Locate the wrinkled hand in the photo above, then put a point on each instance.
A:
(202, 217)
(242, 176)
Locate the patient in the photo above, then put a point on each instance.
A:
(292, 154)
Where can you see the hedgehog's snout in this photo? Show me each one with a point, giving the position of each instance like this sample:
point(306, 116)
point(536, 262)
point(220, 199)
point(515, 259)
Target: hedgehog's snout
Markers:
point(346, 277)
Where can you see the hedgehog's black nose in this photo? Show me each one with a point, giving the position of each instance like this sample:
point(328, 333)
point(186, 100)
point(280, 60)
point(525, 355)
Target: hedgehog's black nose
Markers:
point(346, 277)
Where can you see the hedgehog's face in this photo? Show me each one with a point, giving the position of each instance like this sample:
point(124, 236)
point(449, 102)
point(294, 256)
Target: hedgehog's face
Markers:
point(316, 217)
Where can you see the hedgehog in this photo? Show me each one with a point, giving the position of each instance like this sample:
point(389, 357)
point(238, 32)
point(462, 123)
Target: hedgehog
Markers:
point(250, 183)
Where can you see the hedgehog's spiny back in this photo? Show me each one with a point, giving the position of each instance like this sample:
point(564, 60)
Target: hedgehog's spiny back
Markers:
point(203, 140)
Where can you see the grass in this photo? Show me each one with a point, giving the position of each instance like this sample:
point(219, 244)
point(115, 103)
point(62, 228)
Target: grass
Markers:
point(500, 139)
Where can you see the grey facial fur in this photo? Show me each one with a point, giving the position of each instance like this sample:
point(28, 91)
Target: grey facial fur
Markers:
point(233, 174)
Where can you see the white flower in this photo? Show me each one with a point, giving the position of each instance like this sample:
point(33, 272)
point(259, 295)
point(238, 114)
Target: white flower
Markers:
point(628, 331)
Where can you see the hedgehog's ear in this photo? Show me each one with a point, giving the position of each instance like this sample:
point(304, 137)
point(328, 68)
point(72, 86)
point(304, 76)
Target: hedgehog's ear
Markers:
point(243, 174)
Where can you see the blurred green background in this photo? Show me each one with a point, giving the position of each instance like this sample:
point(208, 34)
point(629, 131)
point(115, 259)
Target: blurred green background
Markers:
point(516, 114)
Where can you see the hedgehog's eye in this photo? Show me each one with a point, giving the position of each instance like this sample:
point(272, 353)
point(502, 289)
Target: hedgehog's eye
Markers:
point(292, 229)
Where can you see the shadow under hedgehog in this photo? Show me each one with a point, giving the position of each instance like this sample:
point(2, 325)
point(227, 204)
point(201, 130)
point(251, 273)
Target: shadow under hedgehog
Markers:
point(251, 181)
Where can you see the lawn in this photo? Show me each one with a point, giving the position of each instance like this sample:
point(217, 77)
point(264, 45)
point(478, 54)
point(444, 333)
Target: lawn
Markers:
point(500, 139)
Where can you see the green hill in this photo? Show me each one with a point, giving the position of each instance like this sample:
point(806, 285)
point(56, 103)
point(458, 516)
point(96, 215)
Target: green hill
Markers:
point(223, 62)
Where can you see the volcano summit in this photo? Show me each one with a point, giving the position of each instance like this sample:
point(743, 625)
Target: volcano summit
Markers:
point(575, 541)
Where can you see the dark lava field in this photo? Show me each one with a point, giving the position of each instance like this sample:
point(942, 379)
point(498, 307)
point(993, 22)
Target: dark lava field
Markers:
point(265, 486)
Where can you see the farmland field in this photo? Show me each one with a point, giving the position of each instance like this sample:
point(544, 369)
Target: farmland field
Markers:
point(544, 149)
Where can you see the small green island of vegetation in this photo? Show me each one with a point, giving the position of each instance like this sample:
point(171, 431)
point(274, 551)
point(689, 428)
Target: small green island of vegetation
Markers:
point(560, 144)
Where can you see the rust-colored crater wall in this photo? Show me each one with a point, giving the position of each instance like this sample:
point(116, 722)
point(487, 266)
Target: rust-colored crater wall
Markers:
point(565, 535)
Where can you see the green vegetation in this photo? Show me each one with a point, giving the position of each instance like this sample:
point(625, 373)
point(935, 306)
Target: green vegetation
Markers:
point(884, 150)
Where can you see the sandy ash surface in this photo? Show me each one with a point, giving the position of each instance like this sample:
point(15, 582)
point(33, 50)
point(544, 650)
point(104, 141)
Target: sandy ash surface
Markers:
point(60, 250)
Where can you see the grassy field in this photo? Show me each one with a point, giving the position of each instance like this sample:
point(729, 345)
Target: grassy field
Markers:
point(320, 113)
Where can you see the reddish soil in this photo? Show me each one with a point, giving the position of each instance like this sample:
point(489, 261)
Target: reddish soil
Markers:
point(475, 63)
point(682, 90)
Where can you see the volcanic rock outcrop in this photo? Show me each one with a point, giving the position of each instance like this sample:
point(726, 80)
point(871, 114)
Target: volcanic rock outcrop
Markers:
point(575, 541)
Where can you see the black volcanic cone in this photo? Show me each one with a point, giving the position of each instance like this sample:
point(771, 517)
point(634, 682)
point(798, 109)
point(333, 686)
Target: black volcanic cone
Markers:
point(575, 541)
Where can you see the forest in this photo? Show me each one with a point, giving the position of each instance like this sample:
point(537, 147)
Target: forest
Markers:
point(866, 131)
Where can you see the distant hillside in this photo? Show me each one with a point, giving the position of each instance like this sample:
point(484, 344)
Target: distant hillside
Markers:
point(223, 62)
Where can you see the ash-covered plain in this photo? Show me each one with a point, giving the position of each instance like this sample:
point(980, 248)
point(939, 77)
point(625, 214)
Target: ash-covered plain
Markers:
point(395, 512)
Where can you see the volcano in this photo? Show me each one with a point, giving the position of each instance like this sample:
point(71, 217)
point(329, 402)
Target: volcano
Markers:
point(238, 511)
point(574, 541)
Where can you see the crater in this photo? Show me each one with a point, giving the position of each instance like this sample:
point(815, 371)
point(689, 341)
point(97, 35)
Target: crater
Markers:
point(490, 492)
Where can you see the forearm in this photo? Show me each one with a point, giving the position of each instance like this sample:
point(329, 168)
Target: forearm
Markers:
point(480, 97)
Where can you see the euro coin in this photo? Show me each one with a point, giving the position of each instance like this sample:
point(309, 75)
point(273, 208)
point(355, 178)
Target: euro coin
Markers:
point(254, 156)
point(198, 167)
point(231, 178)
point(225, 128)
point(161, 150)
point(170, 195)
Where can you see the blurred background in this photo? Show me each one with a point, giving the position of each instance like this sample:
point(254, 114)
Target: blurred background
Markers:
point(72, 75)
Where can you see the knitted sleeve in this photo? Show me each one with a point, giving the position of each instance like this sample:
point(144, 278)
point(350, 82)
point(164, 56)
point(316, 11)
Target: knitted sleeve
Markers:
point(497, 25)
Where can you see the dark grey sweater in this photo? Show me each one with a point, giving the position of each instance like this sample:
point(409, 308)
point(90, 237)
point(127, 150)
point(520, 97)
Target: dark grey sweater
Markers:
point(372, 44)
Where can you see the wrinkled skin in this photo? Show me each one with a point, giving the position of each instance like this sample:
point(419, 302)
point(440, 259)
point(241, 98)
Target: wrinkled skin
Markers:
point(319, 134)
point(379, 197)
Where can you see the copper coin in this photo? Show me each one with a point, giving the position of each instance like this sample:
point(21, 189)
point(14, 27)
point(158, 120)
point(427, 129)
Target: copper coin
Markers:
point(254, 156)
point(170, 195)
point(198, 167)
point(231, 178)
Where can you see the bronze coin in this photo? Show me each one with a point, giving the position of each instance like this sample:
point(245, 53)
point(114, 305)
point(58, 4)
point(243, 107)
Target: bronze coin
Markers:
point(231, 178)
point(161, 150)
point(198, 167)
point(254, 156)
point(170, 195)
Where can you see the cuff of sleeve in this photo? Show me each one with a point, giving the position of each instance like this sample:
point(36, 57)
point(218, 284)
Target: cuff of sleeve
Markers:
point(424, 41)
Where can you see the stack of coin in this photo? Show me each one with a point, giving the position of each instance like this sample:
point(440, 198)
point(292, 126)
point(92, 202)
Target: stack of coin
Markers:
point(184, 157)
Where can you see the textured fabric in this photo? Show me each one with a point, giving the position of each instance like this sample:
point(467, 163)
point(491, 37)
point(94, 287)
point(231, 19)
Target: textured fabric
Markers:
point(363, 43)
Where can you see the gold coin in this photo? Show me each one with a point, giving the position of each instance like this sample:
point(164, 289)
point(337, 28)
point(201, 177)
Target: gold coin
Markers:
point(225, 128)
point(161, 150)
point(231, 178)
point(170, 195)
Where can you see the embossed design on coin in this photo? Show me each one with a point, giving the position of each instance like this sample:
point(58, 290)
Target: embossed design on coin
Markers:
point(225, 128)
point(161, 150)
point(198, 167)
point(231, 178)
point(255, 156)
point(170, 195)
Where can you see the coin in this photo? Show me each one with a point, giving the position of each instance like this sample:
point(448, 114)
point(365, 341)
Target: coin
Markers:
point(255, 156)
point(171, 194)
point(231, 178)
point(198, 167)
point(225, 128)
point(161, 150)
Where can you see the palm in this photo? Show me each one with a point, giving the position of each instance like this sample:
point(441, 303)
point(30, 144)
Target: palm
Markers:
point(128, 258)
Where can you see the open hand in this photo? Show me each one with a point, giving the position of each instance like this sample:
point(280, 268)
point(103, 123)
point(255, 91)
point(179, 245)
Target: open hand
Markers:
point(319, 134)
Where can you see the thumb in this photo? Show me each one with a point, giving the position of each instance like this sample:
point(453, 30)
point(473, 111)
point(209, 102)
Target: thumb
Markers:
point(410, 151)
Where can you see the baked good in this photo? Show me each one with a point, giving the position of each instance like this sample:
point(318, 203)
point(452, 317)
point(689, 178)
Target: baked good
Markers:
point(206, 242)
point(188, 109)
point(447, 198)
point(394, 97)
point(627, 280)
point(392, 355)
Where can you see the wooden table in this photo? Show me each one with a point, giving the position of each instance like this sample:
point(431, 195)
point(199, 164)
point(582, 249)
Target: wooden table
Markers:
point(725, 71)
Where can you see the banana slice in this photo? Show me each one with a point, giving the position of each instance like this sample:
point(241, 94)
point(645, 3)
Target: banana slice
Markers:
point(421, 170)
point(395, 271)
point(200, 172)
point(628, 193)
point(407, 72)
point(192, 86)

# # # # #

#### [Task brief]
Only those lines of the entries above that run from the line containing "Where can you see the hedgehog's black" to the line containing "point(389, 357)", both included, should be transcribed exactly.

#### [Solution to this task]
Where can you see the hedgehog's black nose in this photo? Show me each one with a point, giving the position of each instance like this sample:
point(328, 333)
point(186, 100)
point(280, 60)
point(525, 355)
Target: hedgehog's black nose
Markers:
point(346, 277)
Where can you see the hedgehog's face in this photo? Show me each one with a point, giving the position of each instance like this sample:
point(124, 236)
point(449, 102)
point(294, 256)
Target: hedgehog's face
Markers:
point(316, 217)
Where can you see the hedgehog in this photo? Show me each one with a point, giving the position of each instance like this sample:
point(389, 357)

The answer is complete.